_Requirements_
a: Translate this sentence from the sorting thread into Spanish: "Is CDO a good tool to do this with?"
b: Reproduce the part of the sorting thread starting at "Replies (20)" and ending at "results? as netcdf?".

==== Quoted text

Sort Grid Cell Values From Greatest to Smallest (Rank)
Added by Aaron Perry over 5 years ago
I have a grid of precipitation and I need to sort the gridded data (cells) from greatest to smallest.
Is CDO a good tool to do this with?
Replies (20)
RE: Sort Grid Cell Values From Greatest to Smallest (Rank) - Added by Ralf Mueller over 5 years ago
hi Aaron!
how to you want to store the results? as netcdf?
cheers
ralf
RE: Sort Grid Cell Values From Greatest to Smallest (Rank) - Added by Aaron Perry over 5 years ago
Hi Ralf,
Yes, NetCDF is great or GRIB-2.

========
==== Entries provided

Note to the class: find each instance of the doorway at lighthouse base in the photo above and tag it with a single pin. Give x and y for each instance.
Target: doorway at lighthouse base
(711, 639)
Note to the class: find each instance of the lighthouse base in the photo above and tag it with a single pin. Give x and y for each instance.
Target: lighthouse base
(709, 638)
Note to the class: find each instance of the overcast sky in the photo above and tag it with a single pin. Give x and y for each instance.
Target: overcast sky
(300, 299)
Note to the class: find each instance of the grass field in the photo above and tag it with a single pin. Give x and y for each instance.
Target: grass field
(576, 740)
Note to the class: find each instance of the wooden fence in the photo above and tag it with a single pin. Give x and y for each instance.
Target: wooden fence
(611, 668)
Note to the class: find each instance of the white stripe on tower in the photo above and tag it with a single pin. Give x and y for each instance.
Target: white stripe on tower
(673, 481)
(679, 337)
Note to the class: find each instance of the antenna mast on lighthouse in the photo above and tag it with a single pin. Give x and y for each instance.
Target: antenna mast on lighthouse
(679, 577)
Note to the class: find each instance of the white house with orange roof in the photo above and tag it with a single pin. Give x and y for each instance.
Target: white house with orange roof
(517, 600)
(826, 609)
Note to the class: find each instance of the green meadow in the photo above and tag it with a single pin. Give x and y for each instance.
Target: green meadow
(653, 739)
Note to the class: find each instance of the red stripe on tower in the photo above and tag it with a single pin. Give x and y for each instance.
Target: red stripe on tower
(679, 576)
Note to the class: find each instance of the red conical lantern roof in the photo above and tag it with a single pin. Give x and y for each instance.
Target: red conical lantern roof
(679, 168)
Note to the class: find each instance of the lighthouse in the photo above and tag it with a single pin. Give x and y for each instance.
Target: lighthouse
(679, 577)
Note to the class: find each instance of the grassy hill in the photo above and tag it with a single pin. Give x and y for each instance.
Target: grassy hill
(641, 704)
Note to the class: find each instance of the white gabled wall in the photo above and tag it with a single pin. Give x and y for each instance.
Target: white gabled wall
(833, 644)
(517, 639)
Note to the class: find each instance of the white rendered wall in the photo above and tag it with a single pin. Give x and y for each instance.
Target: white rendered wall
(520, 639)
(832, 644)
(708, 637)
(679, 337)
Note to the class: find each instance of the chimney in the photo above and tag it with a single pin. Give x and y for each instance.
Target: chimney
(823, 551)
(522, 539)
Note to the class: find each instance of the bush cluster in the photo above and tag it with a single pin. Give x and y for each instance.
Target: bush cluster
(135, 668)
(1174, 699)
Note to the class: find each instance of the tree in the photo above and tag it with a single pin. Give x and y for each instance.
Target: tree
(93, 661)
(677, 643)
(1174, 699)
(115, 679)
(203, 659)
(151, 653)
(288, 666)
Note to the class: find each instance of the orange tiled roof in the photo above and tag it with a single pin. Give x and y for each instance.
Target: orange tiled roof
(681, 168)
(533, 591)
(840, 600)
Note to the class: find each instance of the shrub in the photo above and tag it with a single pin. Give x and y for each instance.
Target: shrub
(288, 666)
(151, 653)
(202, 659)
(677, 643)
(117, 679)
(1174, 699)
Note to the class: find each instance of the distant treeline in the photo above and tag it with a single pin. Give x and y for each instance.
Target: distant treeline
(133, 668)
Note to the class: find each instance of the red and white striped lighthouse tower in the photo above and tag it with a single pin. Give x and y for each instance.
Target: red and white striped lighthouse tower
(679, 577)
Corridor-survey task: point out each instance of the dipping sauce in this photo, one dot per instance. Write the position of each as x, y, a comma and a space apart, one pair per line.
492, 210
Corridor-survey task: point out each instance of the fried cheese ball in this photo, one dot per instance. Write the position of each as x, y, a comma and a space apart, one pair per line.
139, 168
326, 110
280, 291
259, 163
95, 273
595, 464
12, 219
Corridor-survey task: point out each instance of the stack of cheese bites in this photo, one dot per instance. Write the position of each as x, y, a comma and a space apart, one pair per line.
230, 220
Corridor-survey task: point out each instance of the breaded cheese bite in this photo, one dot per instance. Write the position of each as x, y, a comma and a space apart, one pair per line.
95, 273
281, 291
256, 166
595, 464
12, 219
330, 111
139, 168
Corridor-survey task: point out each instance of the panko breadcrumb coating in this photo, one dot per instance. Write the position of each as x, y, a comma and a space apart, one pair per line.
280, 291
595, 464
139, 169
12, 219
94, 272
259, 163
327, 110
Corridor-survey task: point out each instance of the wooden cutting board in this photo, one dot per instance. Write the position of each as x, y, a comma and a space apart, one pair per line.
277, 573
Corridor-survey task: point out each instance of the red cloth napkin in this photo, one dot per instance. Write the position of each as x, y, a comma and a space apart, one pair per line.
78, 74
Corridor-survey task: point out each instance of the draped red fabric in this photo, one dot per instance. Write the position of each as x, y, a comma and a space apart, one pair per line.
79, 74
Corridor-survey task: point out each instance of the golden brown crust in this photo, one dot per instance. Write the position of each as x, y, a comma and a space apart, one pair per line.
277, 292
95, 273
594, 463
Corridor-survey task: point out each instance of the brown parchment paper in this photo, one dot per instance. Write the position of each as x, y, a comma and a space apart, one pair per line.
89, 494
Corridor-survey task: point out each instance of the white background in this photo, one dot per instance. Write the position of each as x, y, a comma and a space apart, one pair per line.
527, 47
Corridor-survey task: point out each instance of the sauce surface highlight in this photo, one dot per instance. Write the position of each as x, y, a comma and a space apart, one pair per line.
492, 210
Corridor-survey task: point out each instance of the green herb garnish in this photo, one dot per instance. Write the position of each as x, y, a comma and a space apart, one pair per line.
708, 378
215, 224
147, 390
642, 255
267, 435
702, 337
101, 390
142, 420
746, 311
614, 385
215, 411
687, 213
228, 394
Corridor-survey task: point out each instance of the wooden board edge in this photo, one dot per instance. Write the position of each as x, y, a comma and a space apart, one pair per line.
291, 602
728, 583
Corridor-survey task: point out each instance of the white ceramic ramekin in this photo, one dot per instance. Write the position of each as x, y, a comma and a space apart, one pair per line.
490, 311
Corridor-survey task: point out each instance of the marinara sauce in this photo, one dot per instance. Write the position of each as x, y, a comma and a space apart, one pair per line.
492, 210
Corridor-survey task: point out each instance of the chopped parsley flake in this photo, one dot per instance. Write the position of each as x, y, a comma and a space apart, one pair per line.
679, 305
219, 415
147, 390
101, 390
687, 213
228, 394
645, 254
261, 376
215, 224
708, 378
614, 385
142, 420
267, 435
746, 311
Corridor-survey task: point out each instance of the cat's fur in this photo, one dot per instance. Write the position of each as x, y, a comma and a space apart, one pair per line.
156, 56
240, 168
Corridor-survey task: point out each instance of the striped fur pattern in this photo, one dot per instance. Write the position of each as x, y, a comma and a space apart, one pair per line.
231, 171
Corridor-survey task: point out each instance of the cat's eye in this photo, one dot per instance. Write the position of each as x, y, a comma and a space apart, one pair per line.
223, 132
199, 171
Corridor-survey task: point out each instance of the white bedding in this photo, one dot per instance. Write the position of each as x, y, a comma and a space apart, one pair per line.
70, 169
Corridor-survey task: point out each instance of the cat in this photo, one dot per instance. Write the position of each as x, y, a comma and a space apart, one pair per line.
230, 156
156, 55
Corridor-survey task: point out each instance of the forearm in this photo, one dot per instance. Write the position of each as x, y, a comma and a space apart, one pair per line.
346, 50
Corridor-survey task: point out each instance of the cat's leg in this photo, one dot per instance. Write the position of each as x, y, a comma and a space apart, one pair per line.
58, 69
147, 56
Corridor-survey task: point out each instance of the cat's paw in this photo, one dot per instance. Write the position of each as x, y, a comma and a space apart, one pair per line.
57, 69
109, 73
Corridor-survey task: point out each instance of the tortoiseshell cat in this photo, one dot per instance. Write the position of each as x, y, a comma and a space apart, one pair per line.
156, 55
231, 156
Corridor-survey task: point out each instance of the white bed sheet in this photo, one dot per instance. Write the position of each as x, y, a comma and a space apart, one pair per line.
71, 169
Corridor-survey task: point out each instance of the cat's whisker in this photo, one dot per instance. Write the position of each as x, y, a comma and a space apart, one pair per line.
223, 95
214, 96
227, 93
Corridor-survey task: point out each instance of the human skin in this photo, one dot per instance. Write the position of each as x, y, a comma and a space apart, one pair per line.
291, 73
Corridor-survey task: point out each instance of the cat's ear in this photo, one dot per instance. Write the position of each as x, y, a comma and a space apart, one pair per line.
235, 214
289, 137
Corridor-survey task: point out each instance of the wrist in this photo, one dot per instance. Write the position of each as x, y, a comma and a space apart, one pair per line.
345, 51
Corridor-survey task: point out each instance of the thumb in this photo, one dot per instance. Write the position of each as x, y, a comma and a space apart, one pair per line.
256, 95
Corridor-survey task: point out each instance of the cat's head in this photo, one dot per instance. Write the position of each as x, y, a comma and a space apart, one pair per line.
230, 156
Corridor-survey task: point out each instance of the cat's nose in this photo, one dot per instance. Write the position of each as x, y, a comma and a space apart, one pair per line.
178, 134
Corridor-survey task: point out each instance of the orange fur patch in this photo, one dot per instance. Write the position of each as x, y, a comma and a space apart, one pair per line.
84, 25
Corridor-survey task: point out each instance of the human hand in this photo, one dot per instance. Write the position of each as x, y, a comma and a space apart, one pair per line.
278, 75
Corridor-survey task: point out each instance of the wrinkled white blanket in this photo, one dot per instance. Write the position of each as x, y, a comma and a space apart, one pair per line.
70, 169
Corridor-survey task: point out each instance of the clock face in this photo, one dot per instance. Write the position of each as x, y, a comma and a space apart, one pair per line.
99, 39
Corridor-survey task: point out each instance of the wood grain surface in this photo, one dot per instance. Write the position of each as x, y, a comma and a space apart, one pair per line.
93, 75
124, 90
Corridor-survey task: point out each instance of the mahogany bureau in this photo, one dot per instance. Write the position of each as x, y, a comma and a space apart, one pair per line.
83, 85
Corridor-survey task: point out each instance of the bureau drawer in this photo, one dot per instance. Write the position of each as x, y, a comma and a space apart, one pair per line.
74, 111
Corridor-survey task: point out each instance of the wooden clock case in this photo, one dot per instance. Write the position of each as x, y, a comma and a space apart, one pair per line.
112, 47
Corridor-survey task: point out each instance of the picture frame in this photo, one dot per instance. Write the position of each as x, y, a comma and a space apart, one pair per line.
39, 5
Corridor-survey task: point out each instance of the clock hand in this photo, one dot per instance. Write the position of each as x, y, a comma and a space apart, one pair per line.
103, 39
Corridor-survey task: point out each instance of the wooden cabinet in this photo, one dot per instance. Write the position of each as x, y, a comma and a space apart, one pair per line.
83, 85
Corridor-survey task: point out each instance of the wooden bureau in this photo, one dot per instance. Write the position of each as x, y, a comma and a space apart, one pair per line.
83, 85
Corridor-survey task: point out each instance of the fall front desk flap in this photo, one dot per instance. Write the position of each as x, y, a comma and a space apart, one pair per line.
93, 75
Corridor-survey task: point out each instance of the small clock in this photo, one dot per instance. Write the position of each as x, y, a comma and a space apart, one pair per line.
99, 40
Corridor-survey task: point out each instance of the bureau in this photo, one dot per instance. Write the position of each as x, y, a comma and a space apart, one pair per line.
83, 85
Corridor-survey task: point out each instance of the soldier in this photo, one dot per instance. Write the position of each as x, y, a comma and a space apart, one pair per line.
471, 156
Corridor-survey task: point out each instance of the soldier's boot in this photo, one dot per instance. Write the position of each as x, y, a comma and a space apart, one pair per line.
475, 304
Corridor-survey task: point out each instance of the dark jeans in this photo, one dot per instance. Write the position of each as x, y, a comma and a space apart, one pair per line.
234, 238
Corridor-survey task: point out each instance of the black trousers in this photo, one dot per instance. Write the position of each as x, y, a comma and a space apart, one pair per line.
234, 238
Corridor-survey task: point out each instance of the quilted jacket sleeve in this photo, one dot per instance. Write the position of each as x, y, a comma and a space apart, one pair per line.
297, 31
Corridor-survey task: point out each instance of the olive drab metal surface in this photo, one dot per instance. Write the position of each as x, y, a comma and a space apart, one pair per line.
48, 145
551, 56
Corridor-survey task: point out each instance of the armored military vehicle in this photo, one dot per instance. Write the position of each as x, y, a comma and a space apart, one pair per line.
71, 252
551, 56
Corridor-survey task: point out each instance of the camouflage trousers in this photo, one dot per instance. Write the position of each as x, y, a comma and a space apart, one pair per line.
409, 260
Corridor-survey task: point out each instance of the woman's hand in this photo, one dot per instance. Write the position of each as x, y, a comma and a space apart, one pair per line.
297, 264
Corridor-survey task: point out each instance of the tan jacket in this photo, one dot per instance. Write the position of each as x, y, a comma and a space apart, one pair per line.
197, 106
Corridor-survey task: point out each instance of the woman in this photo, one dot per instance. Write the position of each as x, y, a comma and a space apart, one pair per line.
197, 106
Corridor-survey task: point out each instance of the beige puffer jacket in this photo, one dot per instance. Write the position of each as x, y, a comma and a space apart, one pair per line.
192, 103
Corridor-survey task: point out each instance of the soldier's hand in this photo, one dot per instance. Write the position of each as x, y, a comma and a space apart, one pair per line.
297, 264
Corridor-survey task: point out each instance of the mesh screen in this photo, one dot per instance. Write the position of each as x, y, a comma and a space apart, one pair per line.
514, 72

========

_Responses by task_
a: ¿Es CDO una buena herramienta para hacer esto?

b:
Replies (20)
RE: Sort Grid Cell Values From Greatest to Smallest (Rank) - Added by Ralf Mueller over 5 years ago
hi Aaron!
how to you want to store the results? as netcdf?